# THE REQUEST:
Copy out, word for word, everything in the records below from the line containing "Would you be able to show me where the blurred" down to the line containing "[420,186,508,299]", including both of those lines.
-------- SOURCE DATA
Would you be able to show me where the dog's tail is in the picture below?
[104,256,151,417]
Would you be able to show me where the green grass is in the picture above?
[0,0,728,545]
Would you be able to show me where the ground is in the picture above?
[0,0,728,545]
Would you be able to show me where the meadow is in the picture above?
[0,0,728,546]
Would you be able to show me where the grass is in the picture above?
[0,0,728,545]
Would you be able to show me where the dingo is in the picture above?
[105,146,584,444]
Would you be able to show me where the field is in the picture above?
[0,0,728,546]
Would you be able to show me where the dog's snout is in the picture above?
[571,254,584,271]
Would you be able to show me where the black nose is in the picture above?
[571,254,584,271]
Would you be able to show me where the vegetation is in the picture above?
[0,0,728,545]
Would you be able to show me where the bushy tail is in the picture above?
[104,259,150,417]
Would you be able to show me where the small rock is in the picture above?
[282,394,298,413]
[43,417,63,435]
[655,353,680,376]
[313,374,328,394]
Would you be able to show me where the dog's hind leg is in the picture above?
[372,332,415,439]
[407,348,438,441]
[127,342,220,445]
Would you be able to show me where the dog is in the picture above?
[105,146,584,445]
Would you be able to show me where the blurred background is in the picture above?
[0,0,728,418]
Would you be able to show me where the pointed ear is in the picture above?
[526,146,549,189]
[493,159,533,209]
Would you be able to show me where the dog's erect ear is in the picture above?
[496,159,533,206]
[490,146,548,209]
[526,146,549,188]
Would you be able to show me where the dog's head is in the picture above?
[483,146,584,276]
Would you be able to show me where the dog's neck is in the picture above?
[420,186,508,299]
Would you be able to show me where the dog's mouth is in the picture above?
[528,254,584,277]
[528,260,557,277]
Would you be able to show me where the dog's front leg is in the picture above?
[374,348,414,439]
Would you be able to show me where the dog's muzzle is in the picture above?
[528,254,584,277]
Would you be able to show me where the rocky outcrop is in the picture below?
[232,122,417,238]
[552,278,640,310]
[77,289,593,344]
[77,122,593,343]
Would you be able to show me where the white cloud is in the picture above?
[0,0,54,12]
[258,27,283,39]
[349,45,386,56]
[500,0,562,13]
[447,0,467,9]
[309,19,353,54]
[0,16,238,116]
----------------
# RESPONSE BELOW:
Would you be able to show me where the blurred background is in the picture above?
[0,0,728,418]
Would you be able to show me where the pointed ear is in the picture above?
[526,146,549,189]
[493,159,533,209]
Would you be able to show me where the dog's erect ear is in the picture above?
[496,159,533,206]
[490,146,548,209]
[526,146,549,188]
Would you be able to show me where the dog's head is in the picture above?
[483,146,584,276]
Would you be able to show me where the dog's neck is in the picture above?
[420,186,508,299]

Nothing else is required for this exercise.